Material provided ::
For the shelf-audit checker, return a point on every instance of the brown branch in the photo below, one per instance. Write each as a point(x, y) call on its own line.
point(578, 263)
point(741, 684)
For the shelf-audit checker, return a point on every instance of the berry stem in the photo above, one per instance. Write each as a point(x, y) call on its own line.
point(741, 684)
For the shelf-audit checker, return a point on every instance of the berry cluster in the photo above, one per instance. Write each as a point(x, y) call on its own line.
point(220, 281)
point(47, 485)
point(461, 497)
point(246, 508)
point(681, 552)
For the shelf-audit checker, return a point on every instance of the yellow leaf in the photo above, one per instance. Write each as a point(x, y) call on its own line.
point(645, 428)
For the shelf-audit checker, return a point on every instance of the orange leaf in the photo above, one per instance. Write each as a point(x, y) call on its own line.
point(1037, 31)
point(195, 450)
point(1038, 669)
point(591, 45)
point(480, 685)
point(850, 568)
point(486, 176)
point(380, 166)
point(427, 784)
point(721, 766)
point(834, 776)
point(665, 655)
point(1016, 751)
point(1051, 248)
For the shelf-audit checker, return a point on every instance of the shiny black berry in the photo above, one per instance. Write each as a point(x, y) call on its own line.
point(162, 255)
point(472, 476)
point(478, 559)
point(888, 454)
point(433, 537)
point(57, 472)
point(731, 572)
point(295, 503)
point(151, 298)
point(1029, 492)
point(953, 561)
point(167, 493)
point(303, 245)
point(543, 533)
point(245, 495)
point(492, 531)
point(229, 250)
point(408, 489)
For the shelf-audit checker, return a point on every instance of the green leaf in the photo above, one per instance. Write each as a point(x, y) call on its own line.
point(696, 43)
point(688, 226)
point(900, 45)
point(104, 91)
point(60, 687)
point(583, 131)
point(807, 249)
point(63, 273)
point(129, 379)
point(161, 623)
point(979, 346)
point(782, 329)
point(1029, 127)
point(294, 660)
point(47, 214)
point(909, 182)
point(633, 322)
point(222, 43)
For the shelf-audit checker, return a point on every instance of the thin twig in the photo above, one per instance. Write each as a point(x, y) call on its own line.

Task prompt :: Each line of the material must be restated exactly.

Your response ::
For the shelf-audit checker, return a point on every instance of the brown branch in the photo below, one per instance. Write each as a point(x, y) call on its own line.
point(578, 263)
point(741, 684)
For the shelf-audit checker, return a point on every instance of the berry stem in the photo above, one per instance. Write each as a point(x, y) call on its own line.
point(741, 684)
For the shelf-audit checker, return a point on every instance of the berry cluster in the photo above, one per instance. Write each as a point(x, y) call on its own line.
point(220, 281)
point(47, 485)
point(461, 497)
point(246, 508)
point(681, 552)
For the shelf-audit checker, return a point on every instance of the yellow leaf in the photo above, one per instance. Write each as a point(x, y) call on its own line.
point(645, 428)
For the shelf-audit checker, return a point on every instance of the orange leaf in the photo above, one per instance. Write each as a point(x, y) call on its own line.
point(1037, 31)
point(195, 450)
point(1038, 669)
point(591, 45)
point(480, 685)
point(850, 568)
point(486, 176)
point(380, 166)
point(427, 784)
point(721, 766)
point(834, 776)
point(665, 655)
point(1016, 751)
point(1051, 248)
For the shelf-audit checker, return a point on every instance of the shiny black berry in the photo above, one per instance. Write each as a point(x, y) call on its own line.
point(162, 255)
point(472, 476)
point(478, 559)
point(888, 454)
point(433, 537)
point(57, 472)
point(731, 572)
point(295, 503)
point(151, 298)
point(1029, 492)
point(953, 561)
point(167, 493)
point(303, 245)
point(543, 533)
point(245, 495)
point(492, 531)
point(229, 250)
point(408, 489)
For the shelf-audit checker, return a point on every instance of the green leaf in the photo above, one per instance. Write each as a point(x, y) call on its own line.
point(696, 43)
point(688, 226)
point(900, 45)
point(104, 91)
point(60, 687)
point(583, 131)
point(807, 249)
point(63, 273)
point(129, 379)
point(161, 623)
point(979, 346)
point(782, 329)
point(1029, 127)
point(294, 660)
point(47, 214)
point(909, 182)
point(633, 322)
point(222, 43)
For the shelf-audit checker, return a point on every instance of the thin twig in the photo above, one per instance. Write each as a point(x, y) call on its own line.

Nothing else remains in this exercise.